▶ **The task**:
Below are entries; output exactly the lines from the one with "Target: fuzzy leaf" to the one with "Target: background vegetation", both included, and nothing else.
-- Opening Marker --
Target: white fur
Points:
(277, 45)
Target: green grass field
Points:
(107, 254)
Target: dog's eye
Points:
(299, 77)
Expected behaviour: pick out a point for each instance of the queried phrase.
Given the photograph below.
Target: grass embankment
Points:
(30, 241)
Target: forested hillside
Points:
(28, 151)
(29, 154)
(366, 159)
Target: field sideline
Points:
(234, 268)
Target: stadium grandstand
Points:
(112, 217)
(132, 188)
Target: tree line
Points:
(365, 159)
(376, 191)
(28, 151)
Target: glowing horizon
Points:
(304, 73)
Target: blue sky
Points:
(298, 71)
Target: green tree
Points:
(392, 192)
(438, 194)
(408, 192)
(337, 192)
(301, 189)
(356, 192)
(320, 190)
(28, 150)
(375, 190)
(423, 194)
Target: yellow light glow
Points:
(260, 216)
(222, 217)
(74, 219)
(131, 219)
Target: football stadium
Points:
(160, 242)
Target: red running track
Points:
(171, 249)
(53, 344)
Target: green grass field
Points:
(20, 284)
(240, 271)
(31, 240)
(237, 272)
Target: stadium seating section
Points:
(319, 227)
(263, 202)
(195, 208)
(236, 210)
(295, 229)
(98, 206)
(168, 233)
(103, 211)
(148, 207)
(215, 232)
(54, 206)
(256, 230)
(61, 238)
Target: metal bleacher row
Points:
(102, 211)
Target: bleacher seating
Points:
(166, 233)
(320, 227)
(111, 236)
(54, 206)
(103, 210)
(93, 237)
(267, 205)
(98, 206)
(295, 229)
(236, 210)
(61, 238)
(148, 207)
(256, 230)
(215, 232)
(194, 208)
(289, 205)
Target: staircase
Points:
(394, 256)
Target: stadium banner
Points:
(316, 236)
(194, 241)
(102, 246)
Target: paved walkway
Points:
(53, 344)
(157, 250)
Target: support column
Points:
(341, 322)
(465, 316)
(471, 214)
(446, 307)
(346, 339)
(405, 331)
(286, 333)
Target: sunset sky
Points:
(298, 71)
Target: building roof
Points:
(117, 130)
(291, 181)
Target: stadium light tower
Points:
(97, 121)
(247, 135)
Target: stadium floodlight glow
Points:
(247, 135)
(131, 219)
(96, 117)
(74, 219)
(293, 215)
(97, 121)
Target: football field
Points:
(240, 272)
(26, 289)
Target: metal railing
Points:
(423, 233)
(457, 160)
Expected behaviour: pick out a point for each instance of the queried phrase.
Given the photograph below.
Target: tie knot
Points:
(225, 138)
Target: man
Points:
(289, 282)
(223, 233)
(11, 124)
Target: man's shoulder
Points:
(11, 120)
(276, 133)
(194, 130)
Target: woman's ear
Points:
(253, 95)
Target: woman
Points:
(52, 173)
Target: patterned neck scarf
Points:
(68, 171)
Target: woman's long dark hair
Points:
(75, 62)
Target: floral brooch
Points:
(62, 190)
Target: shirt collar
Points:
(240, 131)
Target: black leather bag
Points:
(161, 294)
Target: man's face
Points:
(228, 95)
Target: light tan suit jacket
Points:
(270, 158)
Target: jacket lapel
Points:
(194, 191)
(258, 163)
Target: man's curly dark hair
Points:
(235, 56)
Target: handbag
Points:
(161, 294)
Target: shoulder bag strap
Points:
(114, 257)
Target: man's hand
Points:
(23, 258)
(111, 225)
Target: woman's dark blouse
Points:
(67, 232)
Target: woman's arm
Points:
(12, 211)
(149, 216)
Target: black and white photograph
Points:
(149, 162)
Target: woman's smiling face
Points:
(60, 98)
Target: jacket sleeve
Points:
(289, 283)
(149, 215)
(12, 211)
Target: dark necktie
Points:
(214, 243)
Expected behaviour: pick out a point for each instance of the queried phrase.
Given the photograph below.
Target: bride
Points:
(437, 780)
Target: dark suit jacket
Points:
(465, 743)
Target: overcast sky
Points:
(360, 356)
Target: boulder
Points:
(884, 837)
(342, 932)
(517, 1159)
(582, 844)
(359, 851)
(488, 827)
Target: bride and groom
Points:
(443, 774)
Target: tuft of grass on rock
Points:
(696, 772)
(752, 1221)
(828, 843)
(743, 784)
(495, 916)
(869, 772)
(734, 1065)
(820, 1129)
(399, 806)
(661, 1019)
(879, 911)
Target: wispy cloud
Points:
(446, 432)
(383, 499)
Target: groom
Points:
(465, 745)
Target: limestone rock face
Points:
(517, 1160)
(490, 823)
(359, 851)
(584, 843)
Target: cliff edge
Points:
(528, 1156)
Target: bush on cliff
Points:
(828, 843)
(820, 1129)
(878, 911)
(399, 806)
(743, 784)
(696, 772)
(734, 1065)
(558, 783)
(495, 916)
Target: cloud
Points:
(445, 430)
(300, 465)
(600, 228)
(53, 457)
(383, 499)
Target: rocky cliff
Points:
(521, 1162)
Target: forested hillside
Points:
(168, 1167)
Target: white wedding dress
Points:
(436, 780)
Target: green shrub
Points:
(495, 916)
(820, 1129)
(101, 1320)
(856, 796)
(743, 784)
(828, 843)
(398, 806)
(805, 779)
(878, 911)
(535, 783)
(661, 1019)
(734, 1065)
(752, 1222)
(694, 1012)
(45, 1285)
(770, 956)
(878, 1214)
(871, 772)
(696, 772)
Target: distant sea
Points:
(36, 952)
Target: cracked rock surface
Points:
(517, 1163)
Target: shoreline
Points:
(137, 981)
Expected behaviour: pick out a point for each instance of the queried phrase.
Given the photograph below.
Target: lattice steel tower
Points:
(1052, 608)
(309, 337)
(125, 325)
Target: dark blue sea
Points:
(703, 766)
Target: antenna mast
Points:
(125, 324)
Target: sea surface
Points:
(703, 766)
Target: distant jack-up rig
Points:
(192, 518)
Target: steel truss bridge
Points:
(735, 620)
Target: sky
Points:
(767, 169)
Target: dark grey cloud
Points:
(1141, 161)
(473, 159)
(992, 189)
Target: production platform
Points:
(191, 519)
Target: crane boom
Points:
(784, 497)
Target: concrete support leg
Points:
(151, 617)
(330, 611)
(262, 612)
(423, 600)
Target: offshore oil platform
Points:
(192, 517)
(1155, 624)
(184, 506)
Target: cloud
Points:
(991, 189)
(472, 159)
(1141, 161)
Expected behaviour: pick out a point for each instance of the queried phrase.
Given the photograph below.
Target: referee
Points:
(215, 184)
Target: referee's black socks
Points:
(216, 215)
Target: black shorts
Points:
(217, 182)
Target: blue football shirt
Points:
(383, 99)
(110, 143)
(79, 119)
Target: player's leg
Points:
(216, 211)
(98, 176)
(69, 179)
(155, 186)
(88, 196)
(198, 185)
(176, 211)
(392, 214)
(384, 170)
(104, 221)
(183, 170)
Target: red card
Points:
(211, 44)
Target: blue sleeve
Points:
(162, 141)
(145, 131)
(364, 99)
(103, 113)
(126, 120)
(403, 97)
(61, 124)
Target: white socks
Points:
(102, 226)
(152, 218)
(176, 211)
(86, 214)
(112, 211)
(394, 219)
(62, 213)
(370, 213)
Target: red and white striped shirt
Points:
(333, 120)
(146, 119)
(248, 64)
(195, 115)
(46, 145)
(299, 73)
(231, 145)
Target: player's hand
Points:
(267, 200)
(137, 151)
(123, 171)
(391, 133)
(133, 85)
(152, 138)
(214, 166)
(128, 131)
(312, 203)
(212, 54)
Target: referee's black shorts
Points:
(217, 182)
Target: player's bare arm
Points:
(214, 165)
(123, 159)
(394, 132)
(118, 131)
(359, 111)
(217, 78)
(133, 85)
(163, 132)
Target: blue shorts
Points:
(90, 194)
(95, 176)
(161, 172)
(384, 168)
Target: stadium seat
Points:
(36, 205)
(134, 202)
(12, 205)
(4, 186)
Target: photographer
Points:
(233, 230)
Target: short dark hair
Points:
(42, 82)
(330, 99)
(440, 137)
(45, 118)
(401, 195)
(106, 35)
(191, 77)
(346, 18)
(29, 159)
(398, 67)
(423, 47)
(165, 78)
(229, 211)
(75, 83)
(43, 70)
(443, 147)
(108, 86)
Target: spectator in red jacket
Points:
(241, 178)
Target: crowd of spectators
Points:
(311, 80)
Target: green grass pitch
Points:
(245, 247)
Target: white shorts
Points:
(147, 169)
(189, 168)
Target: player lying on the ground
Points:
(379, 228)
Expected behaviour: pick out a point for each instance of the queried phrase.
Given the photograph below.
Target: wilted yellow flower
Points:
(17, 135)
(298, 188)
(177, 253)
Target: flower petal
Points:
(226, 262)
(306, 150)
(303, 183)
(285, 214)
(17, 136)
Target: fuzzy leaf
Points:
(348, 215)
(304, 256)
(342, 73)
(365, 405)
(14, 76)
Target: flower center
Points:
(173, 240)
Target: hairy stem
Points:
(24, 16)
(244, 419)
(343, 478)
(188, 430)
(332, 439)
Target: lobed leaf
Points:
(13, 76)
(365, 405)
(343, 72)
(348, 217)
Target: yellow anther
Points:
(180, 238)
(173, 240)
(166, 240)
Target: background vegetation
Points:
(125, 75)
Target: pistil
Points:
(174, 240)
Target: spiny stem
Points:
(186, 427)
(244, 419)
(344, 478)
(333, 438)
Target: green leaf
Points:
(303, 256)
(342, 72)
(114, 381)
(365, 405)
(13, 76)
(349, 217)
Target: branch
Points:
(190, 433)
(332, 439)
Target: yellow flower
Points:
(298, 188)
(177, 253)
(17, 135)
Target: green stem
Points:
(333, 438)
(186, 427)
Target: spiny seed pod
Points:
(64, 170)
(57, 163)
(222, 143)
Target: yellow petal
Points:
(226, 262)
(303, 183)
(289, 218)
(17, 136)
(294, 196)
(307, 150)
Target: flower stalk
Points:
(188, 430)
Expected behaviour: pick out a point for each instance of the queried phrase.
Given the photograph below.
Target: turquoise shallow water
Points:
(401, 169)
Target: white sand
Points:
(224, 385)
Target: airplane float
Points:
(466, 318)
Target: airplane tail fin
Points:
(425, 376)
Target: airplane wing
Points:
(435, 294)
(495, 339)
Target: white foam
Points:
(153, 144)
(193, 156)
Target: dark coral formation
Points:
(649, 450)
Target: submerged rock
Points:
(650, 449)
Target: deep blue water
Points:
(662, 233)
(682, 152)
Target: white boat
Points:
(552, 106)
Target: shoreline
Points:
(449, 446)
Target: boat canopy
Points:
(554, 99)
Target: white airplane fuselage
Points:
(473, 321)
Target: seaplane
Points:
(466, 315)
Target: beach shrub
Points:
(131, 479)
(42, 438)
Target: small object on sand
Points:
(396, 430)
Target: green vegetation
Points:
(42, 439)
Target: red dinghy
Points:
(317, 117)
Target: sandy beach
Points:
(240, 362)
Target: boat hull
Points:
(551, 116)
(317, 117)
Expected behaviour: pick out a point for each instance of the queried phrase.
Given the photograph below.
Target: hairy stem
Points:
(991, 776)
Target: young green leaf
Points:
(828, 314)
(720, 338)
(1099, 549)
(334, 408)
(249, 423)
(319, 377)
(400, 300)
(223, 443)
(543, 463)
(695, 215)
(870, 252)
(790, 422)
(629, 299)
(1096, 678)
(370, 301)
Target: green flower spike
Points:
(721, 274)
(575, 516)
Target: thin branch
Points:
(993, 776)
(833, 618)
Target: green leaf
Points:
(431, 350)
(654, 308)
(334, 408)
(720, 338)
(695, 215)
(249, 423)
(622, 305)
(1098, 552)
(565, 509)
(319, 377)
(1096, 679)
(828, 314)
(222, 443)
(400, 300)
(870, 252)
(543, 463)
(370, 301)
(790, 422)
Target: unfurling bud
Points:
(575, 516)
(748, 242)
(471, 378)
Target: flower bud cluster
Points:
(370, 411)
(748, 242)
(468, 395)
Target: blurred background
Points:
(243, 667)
-- Closing Marker --
▶ **Answer below**:
Target: fuzzy leaf
Points:
(348, 215)
(304, 256)
(342, 73)
(365, 405)
(14, 76)
Target: flower center
Points:
(173, 240)
Target: hairy stem
Points:
(24, 16)
(244, 419)
(343, 478)
(188, 430)
(332, 439)
Target: lobed leaf
Points:
(13, 76)
(365, 405)
(343, 72)
(348, 217)
Target: yellow anther
Points:
(180, 238)
(173, 240)
(166, 240)
Target: background vegetation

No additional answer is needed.